Texto
====
A retomada das negociações entre governo federal e servidores culminou em 48 acordos em 2024, que não apenas acertaram a concessão de reajustes salariais, mas promoveram o alongamento dessas carreiras, um dos pilares da reforma administrativa que não avançou no Congresso. A ampliação do número de degraus necessários para chegar ao topo da carreira traz algum alívio nas contas do Executivo, mas essa reestruturação divide o funcionalismo e carece de complementação para mais efetividade.
Após a concessão de um reajuste linear de 9% para todas as carreiras em 2023 e dos auxílios alimentação, saúde e creche neste ano, o governo firmou acordo com a maior parte dos servidores para reajustes salariais escalonados – em janeiro de 2025 e abril de 2026, o que encerra as negociações de aumento nesta gestão -, além da reestruturação de carreiras. O secretário de Relações de Trabalho do Ministério da Gestão e Inovação em Serviços Públicos (MGI), Jose Lopez Feijóo, explica que antes desse processo, apenas 30% das carreiras do funcionalismo tinham 20 padrões – que são os degraus necessários para chegar ao topo. A regra, segundo ele, eram 13 padrões.
“Teremos 86% das carreiras com 20 padrões a partir de janeiro, que é quando vão começar a vigorar os acordos. Há um processo de reestruturação bastante importante”, defende. Questionado se esse é um tipo de reforma administrativa sem a apresentação de uma nova Proposta de Emenda à Constituição (PEC), Feijóo diz que sim. “Essa é uma questão também de interesse do governo, ter carreiras mais alongadas. As categorias foram contempladas com o reajuste bom na sua estrutura salarial, mas ao mesmo tempo o governo também conseguiu alongar as carreiras”, diz.
Rudinei Marques, presidente do Fórum Nacional Permanente de Carreiras Típicas de Estado (Fonacate), diz que dos 48 acordos firmados pelo governo, pelo menos 39 incluíram o alongamento das carreiras. “Tem uma reforma administrativa de fato acontecendo, com o alongamento das carreiras, o Concurso Nacional Unificado, que propõe democratizar o acesso ao serviço público, a Lei Geral de Concursos que os parametrizou em todo o País e a digitalização de serviços”, cita.
====
Exercício 1
No texto sobre as carreiras do funcionalismo, que parcela das carreiras tinha 20 padrões antes desse processo, segundo Feijóo?
Exercício 2
Dê prosseguimento ao texto sobre as carreiras do funcionalismo a partir do ponto em que ele termina.
Os itens não são necessários para resolver nada.

Trechos dos dados
====
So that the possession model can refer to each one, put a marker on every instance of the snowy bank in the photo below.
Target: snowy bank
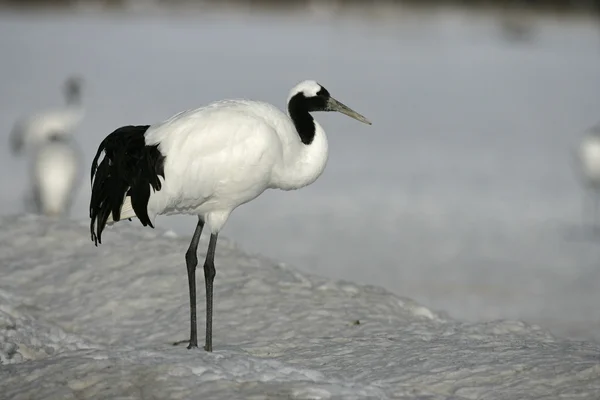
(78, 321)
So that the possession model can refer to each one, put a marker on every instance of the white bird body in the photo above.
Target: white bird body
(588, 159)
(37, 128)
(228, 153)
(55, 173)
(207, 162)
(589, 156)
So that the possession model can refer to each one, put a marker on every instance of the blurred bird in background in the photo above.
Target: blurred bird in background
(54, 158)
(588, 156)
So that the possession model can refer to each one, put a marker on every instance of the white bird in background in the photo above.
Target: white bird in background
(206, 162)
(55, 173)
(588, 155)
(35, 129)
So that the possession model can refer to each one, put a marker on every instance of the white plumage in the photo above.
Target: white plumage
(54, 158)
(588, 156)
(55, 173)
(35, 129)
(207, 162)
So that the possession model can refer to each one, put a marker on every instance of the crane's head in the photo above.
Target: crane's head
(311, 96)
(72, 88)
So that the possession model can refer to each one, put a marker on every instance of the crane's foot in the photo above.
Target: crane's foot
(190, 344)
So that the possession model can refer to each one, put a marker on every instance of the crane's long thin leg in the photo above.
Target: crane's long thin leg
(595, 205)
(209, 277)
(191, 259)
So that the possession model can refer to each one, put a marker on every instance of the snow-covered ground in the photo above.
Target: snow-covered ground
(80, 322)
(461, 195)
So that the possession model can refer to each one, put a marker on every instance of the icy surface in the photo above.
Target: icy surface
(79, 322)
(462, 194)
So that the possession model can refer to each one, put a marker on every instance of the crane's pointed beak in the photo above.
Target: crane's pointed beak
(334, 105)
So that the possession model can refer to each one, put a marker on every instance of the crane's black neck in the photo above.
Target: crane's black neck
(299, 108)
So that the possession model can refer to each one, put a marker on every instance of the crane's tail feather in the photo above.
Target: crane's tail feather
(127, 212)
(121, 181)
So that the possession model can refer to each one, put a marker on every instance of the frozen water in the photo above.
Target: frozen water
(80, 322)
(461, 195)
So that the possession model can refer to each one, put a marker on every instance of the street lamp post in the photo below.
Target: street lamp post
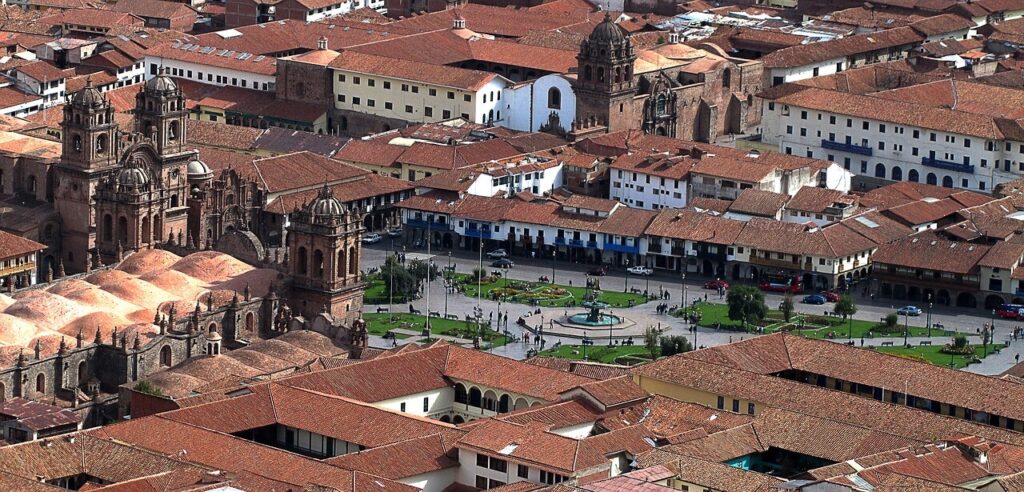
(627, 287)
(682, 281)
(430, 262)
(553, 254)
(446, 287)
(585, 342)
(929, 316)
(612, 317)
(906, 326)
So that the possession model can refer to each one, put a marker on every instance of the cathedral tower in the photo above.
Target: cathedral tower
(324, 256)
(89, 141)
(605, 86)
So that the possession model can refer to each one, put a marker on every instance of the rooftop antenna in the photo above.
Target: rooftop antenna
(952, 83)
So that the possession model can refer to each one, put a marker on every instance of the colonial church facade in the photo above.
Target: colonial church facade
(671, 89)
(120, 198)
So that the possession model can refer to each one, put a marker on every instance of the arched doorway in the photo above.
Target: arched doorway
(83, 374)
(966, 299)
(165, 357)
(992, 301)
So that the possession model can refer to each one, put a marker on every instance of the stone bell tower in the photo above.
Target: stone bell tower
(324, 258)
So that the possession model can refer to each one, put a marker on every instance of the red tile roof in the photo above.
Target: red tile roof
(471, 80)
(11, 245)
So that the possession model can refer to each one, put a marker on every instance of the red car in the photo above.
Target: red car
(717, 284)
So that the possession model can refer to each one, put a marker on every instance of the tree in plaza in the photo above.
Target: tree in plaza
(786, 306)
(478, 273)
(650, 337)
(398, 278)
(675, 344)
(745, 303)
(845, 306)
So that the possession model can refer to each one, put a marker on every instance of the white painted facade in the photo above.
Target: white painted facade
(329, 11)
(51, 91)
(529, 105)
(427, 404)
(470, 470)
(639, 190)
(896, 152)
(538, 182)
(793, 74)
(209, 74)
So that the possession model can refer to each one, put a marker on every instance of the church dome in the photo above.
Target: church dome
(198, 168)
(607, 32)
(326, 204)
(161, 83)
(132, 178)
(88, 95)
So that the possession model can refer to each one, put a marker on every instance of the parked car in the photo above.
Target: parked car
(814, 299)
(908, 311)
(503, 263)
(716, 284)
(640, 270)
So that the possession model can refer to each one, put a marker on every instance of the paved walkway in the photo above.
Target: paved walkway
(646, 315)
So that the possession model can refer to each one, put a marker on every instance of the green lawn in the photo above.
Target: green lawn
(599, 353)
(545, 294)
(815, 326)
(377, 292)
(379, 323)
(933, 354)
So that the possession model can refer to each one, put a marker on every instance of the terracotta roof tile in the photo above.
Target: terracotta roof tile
====
Resultado final 1
Apenas 30% das carreiras.

Resultado final 2
Ele ainda aponta o Programa de Gestão de Desempenho, que instituiu o teletrabalho e a gestão por entrega. “Isso aumentou muito a produtividade do serviço público. É uma avaliação de desempenho na prática, porque o servidor é medido nas suas entregas a cada três meses, em geral. Muita coisa aconteceu e acontece num ritmo tão acelerado também que a gente custa a mapear tudo que foi implementado nesses dois anos de governo”, diz.
A professora de economia do Insper Juliana Inhasz avalia que a reestruturação de carreiras sem uma reforma administrativa ampla é tímida. “Você alonga as carreiras e o funcionário público levará mais tempo para chegar ao topo. Mas o fato é que todos vão chegar. Muito se questiona sobre a existência de métricas mais claras para produtividade, para embasar, inclusive, essa progressão”, diz.
Para ela, uma medida mais ampla que abarcasse também a discussão do que é produtividade e que limitasse a chegada ao topo da carreira seria mais benéfica. “Se você coloca uma regra mais dura para que esse funcionário chegue ao topo da carreira, nem todos vão chegar, e isso, sem dúvida, também contribui para conter um tanto dos gastos com pessoal”, pondera.
Divergências
A retomada do diálogo e a equalização dos padrões foram passos importantes, na avaliação de Sérgio Ronaldo, representante do Fórum de Entidades Nacionais dos Servidores Públicos Federais (Fonasefe), mas, para ele, ainda falta muito para as reestruturações de carreira de fato.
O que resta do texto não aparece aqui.